• [Brano di riferimento]:
--------------------------------

I sondaggi, al momento della pubblicazione di questo articolo, indicano un sostanziale pareggio tra i due candidati alle elezioni presidenziali americane, Hillary Clinton e Donald Trump. A fare la differenza saranno dunque gli indecisi, croce e delizia di ogni sondaggista, man mano che l'election day si avvicina. Ma non solo. Secondo la scienza anche alcune curiose e imprevedibili variabili potrebbero influire sul voto, come è già successo...
1. Se piove ci guadagna Trump
Alcuni ricercatori universitari di Scienze Politiche, tra cui Brad T. Gomez (University of Georgia), hanno monitorato il meteo in 3.115 contee nel corso di 14 elezioni presidenziali, per vedere se e come influenzava il risultato. Risultato? Precipitazioni superiori a quelle previste in quel periodo dell'anno spingono circa il 3,8 per cento dei votanti registrati a restare a casa. E quelli messi fuori gioco dal tempo sono quasi sempre elettori democratici.
Questo perché storicamente i democratici tendono ad attrarre gli “elettori periferici", cioè quelli con un basso impegno politico, e gli elettori poveri, che spesso non hanno un mezzo proprio di trasporto. Di fronte a piogge torrenziali, questi due gruppi raccolgono le persone con maggiori probabilità di rimanere a casa.


2. I disastri naturali avvantaggiano l’opposizione
Nel senso che più un Presidente - durante il suo mandato - avrà a che fare con uragani e disastri naturali, più le sue quotazioni scenderanno alle elezioni successive. E questo a prescindere da come fronteggia l’emergenza.

--------------------------------

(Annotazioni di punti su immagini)

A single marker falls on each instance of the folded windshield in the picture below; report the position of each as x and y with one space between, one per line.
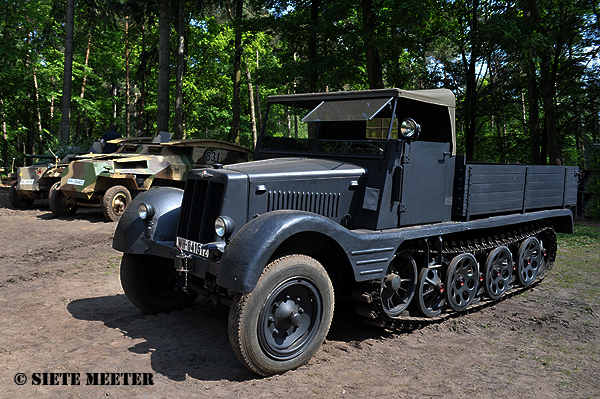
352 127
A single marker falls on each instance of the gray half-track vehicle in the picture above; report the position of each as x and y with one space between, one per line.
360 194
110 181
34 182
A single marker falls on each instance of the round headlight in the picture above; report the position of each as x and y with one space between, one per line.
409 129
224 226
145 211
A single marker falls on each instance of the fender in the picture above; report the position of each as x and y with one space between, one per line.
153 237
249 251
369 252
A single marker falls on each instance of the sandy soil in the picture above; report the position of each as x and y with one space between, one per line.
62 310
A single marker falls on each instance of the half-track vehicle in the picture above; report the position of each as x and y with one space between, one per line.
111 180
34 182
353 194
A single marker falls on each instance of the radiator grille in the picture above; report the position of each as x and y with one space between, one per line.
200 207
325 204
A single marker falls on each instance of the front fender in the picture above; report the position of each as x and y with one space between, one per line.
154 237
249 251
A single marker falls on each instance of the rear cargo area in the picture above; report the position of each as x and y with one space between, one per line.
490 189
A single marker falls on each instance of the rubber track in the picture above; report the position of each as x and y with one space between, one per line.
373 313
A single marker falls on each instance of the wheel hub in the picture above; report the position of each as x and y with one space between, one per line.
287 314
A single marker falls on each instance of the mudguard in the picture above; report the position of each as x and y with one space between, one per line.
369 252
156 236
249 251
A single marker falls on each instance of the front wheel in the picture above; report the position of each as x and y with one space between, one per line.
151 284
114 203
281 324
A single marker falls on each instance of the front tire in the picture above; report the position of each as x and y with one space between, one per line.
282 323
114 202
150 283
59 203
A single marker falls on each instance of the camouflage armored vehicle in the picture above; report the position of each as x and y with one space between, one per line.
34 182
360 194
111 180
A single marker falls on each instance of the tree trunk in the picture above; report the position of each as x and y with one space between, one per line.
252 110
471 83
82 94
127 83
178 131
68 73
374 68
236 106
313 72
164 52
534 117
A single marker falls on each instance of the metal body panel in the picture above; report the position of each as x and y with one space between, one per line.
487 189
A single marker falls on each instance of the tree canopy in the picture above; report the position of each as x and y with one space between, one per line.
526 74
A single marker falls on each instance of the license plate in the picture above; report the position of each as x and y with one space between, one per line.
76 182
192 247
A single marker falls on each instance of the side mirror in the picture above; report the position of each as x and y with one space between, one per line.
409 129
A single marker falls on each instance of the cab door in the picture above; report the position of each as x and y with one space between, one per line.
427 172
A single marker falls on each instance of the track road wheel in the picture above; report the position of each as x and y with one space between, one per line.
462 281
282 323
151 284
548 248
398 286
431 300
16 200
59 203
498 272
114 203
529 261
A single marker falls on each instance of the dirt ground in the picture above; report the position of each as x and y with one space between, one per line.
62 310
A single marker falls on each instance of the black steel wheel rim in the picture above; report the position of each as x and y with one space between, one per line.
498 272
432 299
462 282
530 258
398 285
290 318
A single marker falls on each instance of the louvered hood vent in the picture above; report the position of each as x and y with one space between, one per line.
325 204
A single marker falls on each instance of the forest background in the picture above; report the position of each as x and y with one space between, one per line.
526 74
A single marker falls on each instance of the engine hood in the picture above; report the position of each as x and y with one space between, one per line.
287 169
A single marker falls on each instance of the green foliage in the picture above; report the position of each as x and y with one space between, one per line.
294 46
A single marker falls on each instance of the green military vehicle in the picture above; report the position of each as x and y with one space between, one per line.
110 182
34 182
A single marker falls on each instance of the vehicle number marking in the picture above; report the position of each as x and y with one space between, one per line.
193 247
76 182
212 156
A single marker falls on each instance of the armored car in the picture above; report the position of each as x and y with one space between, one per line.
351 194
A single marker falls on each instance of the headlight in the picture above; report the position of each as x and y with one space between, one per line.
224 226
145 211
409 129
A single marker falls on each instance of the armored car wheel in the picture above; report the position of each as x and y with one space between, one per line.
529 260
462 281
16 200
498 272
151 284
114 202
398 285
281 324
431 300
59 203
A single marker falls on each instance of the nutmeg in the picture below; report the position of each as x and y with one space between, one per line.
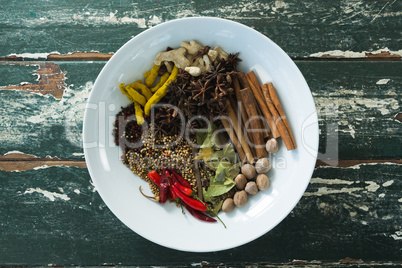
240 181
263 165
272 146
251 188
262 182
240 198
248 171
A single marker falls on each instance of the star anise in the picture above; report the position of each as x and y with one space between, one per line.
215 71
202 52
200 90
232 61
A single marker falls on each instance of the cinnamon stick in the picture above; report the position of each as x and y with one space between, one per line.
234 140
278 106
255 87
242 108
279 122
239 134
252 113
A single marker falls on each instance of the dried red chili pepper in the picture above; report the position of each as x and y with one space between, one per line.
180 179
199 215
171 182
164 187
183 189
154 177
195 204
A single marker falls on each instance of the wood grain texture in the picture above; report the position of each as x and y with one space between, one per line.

--------------------------------

• [Consegna dell'esercizio]: Prosegui il brano sulle variabili curiose che possono influire sulle elezioni presidenziali americane, a partire dall'ultima frase riportata.

• [Svolgimento]:
Uno studio condotto da Christopher Achen e Larry Bartels ci dice che gli elettori danno spesso la colpa al partito in carica per le catastrofi naturali, anche quando il governo si comporta bene. Nel 2000, l'amministrazione di Bill Clinton fece del suo meglio per fornire sollievo per una serie di siccità e inondazioni a livello nazionale. Eppure secondo Achen e Bartels i disastri sono costati ai democratici ben 2,8 milioni di voti, che forse avrebbero fatto la differenza nel portare Al Gore alla Casa Bianca. Come si spiega? I disastri naturali ci deprimono. Quando ci si sente depressi per un lungo periodo di tempo si tende a dare la colpa a chi ci governa, anche se razionalmente sappiamo che non si può controllare la forza degli elementi.
3. Se la squadra del cuore vince, l’opposizione ci rimette
Un team di economisti della Loyola Marymount University, diretti da Andrew Healy, hanno confrontato partite di football universitario dal 1964 al 2008 con le elezioni locali e nazionali, scoprendo che il partito di governo riceveva una spinta elettorale dello 0,8 per cento dove la squadra locale aveva vinto negli ultimi 10 giorni.
Addirittura, una vittoria inaspettata dava al partito di governo una spinta fino al 2,42 per cento. Lo studio è stato pubblicato nel numero di luglio 2010 di Proceedings of the National Academy of Sciences journal.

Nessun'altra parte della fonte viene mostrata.